§ **Problem statement**
Rewrite the lines below as a JSON list of strings, one string per line, leaving out the blank lines.

§ **Input for this task**
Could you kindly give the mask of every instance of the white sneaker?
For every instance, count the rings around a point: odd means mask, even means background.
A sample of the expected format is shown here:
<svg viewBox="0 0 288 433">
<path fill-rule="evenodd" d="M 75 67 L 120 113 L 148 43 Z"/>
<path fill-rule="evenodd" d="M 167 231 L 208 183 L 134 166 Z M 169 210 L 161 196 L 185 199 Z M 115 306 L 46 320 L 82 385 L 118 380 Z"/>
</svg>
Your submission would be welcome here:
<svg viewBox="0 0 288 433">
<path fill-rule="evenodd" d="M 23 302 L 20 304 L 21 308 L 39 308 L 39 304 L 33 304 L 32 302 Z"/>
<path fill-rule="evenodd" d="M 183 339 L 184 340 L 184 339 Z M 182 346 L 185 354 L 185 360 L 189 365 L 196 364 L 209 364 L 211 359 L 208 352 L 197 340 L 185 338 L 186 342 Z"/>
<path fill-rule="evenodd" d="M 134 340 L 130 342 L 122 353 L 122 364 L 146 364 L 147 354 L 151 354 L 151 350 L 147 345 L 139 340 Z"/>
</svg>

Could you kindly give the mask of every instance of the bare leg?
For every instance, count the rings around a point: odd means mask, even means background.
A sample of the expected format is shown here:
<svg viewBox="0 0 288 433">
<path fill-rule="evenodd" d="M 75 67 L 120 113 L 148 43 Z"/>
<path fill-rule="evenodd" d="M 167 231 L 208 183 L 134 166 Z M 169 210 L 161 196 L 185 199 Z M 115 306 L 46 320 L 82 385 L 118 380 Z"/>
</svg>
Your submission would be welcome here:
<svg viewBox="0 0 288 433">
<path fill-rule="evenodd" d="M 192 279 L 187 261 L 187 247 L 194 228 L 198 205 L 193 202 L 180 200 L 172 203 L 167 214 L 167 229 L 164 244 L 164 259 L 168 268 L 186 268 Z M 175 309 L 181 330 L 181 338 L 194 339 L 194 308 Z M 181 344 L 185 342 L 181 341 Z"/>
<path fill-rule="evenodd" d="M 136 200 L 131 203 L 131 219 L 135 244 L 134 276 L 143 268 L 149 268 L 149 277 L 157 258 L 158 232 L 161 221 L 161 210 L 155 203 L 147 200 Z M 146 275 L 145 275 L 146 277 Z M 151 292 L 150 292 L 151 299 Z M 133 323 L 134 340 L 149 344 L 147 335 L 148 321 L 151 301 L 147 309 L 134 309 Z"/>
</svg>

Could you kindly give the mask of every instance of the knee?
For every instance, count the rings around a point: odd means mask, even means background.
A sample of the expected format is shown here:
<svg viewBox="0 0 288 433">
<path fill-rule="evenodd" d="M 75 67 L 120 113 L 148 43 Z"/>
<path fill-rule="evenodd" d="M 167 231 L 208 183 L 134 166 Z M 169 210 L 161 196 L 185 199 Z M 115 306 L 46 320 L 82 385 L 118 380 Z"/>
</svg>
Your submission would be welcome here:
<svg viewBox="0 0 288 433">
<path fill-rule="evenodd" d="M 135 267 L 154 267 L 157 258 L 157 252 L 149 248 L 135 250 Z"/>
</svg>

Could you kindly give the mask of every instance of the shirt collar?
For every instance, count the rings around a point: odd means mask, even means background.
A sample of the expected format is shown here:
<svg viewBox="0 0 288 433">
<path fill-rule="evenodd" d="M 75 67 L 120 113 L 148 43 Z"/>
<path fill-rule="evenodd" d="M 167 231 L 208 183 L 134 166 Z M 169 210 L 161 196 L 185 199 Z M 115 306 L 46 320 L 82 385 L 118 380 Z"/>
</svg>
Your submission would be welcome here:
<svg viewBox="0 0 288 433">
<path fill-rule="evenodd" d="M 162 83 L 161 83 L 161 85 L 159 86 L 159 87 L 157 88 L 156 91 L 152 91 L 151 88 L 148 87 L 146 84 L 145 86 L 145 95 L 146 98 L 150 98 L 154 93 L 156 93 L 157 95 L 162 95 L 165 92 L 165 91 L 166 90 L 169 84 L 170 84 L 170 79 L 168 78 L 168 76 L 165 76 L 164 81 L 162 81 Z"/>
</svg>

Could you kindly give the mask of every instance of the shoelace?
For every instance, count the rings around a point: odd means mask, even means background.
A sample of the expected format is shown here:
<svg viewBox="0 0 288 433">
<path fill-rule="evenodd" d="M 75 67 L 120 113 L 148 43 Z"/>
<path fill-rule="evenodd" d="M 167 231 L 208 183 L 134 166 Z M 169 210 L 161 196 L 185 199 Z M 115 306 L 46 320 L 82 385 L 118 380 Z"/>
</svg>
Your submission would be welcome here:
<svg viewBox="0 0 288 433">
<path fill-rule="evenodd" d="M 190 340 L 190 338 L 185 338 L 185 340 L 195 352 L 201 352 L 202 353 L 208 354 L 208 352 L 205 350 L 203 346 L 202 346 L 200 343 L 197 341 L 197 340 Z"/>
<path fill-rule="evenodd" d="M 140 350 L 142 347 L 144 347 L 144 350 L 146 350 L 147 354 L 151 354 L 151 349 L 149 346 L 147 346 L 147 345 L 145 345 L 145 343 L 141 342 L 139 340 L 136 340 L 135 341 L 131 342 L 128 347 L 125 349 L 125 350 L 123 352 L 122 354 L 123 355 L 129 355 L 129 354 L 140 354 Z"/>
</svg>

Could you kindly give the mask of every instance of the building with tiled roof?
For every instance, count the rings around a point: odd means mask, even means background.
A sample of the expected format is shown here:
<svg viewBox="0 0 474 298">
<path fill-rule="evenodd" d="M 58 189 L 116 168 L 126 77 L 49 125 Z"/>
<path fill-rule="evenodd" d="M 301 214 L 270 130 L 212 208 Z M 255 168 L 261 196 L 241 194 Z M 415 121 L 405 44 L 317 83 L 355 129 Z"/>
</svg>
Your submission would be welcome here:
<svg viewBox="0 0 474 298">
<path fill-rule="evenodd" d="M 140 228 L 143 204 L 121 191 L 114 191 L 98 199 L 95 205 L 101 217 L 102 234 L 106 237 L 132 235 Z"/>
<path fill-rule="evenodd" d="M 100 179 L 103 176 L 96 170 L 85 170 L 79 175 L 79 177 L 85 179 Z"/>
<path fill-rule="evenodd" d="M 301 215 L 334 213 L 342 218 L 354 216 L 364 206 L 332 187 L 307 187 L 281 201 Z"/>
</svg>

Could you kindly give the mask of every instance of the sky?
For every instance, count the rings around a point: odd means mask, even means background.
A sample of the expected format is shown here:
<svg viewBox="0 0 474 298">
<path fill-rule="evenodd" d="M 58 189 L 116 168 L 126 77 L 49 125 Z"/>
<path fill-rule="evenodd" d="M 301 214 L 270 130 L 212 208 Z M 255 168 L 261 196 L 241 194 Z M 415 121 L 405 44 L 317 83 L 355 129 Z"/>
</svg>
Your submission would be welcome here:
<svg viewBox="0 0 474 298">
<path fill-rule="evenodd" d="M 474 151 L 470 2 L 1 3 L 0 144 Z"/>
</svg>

§ **Output for this exercise**
[
  "Could you kindly give the mask of every instance of the white sneaker?",
  "For every instance, count the rings around a point: odd means mask, even means background.",
  "A sample of the expected format is shown here:",
  "<svg viewBox=\"0 0 288 433\">",
  "<path fill-rule=\"evenodd\" d=\"M 75 67 L 120 113 L 148 43 Z\"/>",
  "<path fill-rule=\"evenodd\" d=\"M 167 231 L 208 183 L 134 166 Z M 169 210 L 161 196 L 185 199 Z M 115 306 L 46 320 L 82 385 L 118 380 Z\"/>",
  "</svg>",
  "Your submission would be welcome here:",
  "<svg viewBox=\"0 0 288 433\">",
  "<path fill-rule=\"evenodd\" d=\"M 23 302 L 20 304 L 21 308 L 39 308 L 39 304 L 33 304 L 32 302 Z\"/>",
  "<path fill-rule=\"evenodd\" d=\"M 183 339 L 184 340 L 184 339 Z M 182 346 L 185 354 L 185 360 L 189 365 L 196 364 L 209 364 L 211 359 L 208 352 L 197 340 L 185 338 L 186 342 Z\"/>",
  "<path fill-rule=\"evenodd\" d=\"M 134 340 L 130 342 L 122 353 L 122 364 L 146 364 L 147 354 L 151 354 L 151 350 L 147 345 L 139 340 Z\"/>",
  "</svg>",
  "Could you kindly give the mask of every instance of the bare leg?",
  "For every instance, count the rings around a point: odd means mask, even means background.",
  "A sample of the expected format is shown here:",
  "<svg viewBox=\"0 0 288 433\">",
  "<path fill-rule=\"evenodd\" d=\"M 75 67 L 120 113 L 148 43 Z\"/>",
  "<path fill-rule=\"evenodd\" d=\"M 167 231 L 208 183 L 134 166 Z M 169 210 L 161 196 L 185 199 Z M 115 306 L 46 320 L 82 385 L 118 380 Z\"/>",
  "</svg>",
  "Your submission would be welcome here:",
  "<svg viewBox=\"0 0 288 433\">",
  "<path fill-rule=\"evenodd\" d=\"M 192 279 L 187 261 L 187 247 L 194 228 L 198 205 L 193 202 L 180 200 L 172 203 L 167 214 L 167 229 L 164 244 L 164 259 L 168 268 L 186 268 Z M 175 309 L 181 330 L 181 338 L 194 339 L 194 308 Z M 181 344 L 185 342 L 181 341 Z\"/>",
  "<path fill-rule=\"evenodd\" d=\"M 136 200 L 131 203 L 131 219 L 135 244 L 134 276 L 143 268 L 149 268 L 149 277 L 157 258 L 158 232 L 161 221 L 161 210 L 155 203 L 147 200 Z M 146 275 L 145 275 L 146 277 Z M 151 292 L 150 292 L 151 299 Z M 133 323 L 134 340 L 149 344 L 147 335 L 148 321 L 151 301 L 147 309 L 134 309 Z\"/>",
  "</svg>",
  "Could you kindly give the mask of every instance of the knee?",
  "For every instance, count the rings around a point: odd means mask, even means background.",
  "A sample of the expected format is shown here:",
  "<svg viewBox=\"0 0 288 433\">",
  "<path fill-rule=\"evenodd\" d=\"M 75 67 L 120 113 L 148 43 Z\"/>",
  "<path fill-rule=\"evenodd\" d=\"M 167 231 L 208 183 L 134 166 Z M 169 210 L 161 196 L 185 199 Z M 115 306 L 46 320 L 82 385 L 118 380 Z\"/>",
  "</svg>",
  "Your submission would be welcome here:",
  "<svg viewBox=\"0 0 288 433\">",
  "<path fill-rule=\"evenodd\" d=\"M 135 267 L 154 267 L 157 258 L 157 252 L 149 248 L 135 250 Z\"/>",
  "</svg>",
  "Could you kindly give the mask of every instance of the shirt collar?",
  "For every instance, count the rings around a point: odd means mask, even means background.",
  "A sample of the expected format is shown here:",
  "<svg viewBox=\"0 0 288 433\">",
  "<path fill-rule=\"evenodd\" d=\"M 75 67 L 120 113 L 148 43 Z\"/>",
  "<path fill-rule=\"evenodd\" d=\"M 167 231 L 208 183 L 134 166 Z M 169 210 L 161 196 L 185 199 Z M 115 306 L 46 320 L 82 385 L 118 380 Z\"/>",
  "</svg>",
  "Your submission would be welcome here:",
  "<svg viewBox=\"0 0 288 433\">",
  "<path fill-rule=\"evenodd\" d=\"M 162 83 L 161 83 L 161 85 L 159 86 L 159 87 L 157 88 L 156 91 L 152 91 L 151 88 L 148 87 L 146 84 L 145 86 L 145 95 L 146 98 L 150 98 L 154 93 L 156 93 L 157 95 L 162 95 L 165 92 L 165 91 L 166 90 L 169 84 L 170 84 L 170 79 L 168 78 L 168 76 L 165 76 L 164 81 L 162 81 Z\"/>",
  "</svg>",
  "Could you kindly give the mask of every instance of the shoelace?",
  "For every instance, count the rings around a point: odd means mask, even means background.",
  "A sample of the expected format is shown here:",
  "<svg viewBox=\"0 0 288 433\">",
  "<path fill-rule=\"evenodd\" d=\"M 75 67 L 120 113 L 148 43 Z\"/>",
  "<path fill-rule=\"evenodd\" d=\"M 167 231 L 208 183 L 134 166 Z M 169 210 L 161 196 L 185 199 Z M 115 306 L 46 320 L 82 385 L 118 380 Z\"/>",
  "</svg>",
  "Your submission would be welcome here:",
  "<svg viewBox=\"0 0 288 433\">",
  "<path fill-rule=\"evenodd\" d=\"M 190 340 L 190 338 L 185 338 L 185 340 L 195 352 L 201 352 L 202 353 L 208 354 L 208 352 L 205 350 L 203 346 L 202 346 L 200 343 L 197 341 L 197 340 Z\"/>",
  "<path fill-rule=\"evenodd\" d=\"M 140 350 L 142 347 L 144 347 L 144 350 L 146 350 L 147 354 L 151 354 L 151 349 L 149 346 L 147 346 L 147 345 L 145 345 L 145 343 L 141 342 L 139 340 L 136 340 L 135 341 L 131 342 L 128 347 L 125 349 L 125 350 L 123 352 L 122 354 L 123 355 L 129 355 L 129 354 L 140 354 Z\"/>",
  "</svg>",
  "Could you kindly give the mask of every instance of the building with tiled roof?",
  "For every instance, count the rings around a point: odd means mask, even means background.",
  "A sample of the expected format is shown here:",
  "<svg viewBox=\"0 0 474 298\">",
  "<path fill-rule=\"evenodd\" d=\"M 58 189 L 116 168 L 126 77 L 49 125 Z\"/>",
  "<path fill-rule=\"evenodd\" d=\"M 301 214 L 270 130 L 212 208 Z M 255 168 L 261 196 L 241 194 Z M 415 121 L 405 44 L 317 83 L 355 129 Z\"/>",
  "</svg>",
  "Your submission would be welcome here:",
  "<svg viewBox=\"0 0 474 298\">",
  "<path fill-rule=\"evenodd\" d=\"M 140 228 L 143 204 L 121 191 L 114 191 L 98 199 L 95 205 L 101 217 L 102 234 L 106 237 L 132 235 Z\"/>",
  "<path fill-rule=\"evenodd\" d=\"M 100 179 L 103 176 L 96 170 L 85 170 L 79 175 L 79 177 L 85 179 Z\"/>",
  "<path fill-rule=\"evenodd\" d=\"M 301 215 L 334 213 L 342 218 L 354 216 L 364 206 L 332 187 L 307 187 L 281 201 Z\"/>",
  "</svg>",
  "Could you kindly give the mask of every instance of the sky?",
  "For every instance, count the rings around a point: odd means mask, even means background.",
  "A sample of the expected format is shown here:",
  "<svg viewBox=\"0 0 474 298\">",
  "<path fill-rule=\"evenodd\" d=\"M 58 189 L 116 168 L 126 77 L 49 125 Z\"/>",
  "<path fill-rule=\"evenodd\" d=\"M 301 214 L 270 130 L 212 208 Z M 255 168 L 261 196 L 241 194 Z M 415 121 L 405 44 L 317 83 L 355 129 Z\"/>",
  "</svg>",
  "Your submission would be welcome here:",
  "<svg viewBox=\"0 0 474 298\">",
  "<path fill-rule=\"evenodd\" d=\"M 474 151 L 470 2 L 1 3 L 0 144 Z\"/>",
  "</svg>"
]